● **Task**
Copy every entry exactly as given, minus the images.

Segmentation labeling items

────────────────

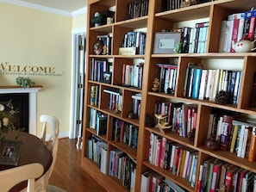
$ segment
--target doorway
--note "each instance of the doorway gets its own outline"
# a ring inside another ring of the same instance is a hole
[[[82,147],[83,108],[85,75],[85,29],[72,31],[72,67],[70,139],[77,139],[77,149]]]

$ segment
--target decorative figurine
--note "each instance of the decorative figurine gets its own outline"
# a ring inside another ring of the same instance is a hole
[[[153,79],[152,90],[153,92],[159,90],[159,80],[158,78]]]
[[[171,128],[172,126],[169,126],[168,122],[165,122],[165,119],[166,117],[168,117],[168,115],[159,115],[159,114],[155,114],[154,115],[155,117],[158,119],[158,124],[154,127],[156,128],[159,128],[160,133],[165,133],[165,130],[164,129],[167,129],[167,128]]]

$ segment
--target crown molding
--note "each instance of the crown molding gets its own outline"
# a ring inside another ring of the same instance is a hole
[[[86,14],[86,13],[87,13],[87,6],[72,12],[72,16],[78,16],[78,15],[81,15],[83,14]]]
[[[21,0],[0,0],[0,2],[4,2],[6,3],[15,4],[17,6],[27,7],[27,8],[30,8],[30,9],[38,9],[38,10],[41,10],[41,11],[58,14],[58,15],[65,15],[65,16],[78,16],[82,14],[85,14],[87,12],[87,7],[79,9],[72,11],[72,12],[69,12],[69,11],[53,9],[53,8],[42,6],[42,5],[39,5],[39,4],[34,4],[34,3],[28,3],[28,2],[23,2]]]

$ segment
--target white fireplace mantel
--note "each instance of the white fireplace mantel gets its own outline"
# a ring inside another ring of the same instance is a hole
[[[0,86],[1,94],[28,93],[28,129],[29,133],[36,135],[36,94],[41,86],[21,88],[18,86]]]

────────────────

● **Answer to the task**
$ segment
--target doorway
--note "each instance of the doorway gets its own outline"
# a ring inside another ring of the same instance is a hole
[[[82,147],[83,108],[85,75],[85,29],[72,31],[72,67],[70,139],[77,139],[77,149]]]

$ segment
--target decorative figurine
--note "each instance of the decorative figurine gets its own outline"
# a ring inside another ring of the same instance is a hole
[[[153,79],[152,90],[153,92],[159,90],[159,80],[158,78]]]
[[[171,128],[172,126],[169,126],[168,122],[165,122],[165,119],[166,117],[168,117],[168,115],[159,115],[159,114],[155,114],[154,115],[155,117],[158,119],[158,124],[154,127],[156,128],[159,128],[160,133],[165,133],[165,130],[164,129],[167,129],[167,128]]]

$ segment
--target crown molding
--note "each instance of the crown molding gets its own outline"
# a ring inside another ring of the same instance is a hole
[[[86,14],[86,13],[87,13],[87,6],[72,12],[72,16],[78,16],[78,15],[81,15],[83,14]]]
[[[21,0],[0,0],[0,2],[4,2],[6,3],[15,4],[17,6],[27,7],[27,8],[30,8],[30,9],[38,9],[38,10],[41,10],[41,11],[58,14],[58,15],[65,15],[65,16],[78,16],[82,14],[85,14],[87,12],[87,7],[79,9],[72,11],[72,12],[69,12],[69,11],[53,9],[53,8],[42,6],[42,5],[39,5],[39,4],[34,4],[34,3],[28,3],[28,2],[23,2]]]

$ segment
--target white fireplace mantel
--note "each instance of the white fireplace mantel gets its own outline"
# a ring inside another ring of the same instance is a hole
[[[0,86],[1,94],[28,93],[28,129],[29,133],[36,135],[36,94],[41,86],[21,88],[18,86]]]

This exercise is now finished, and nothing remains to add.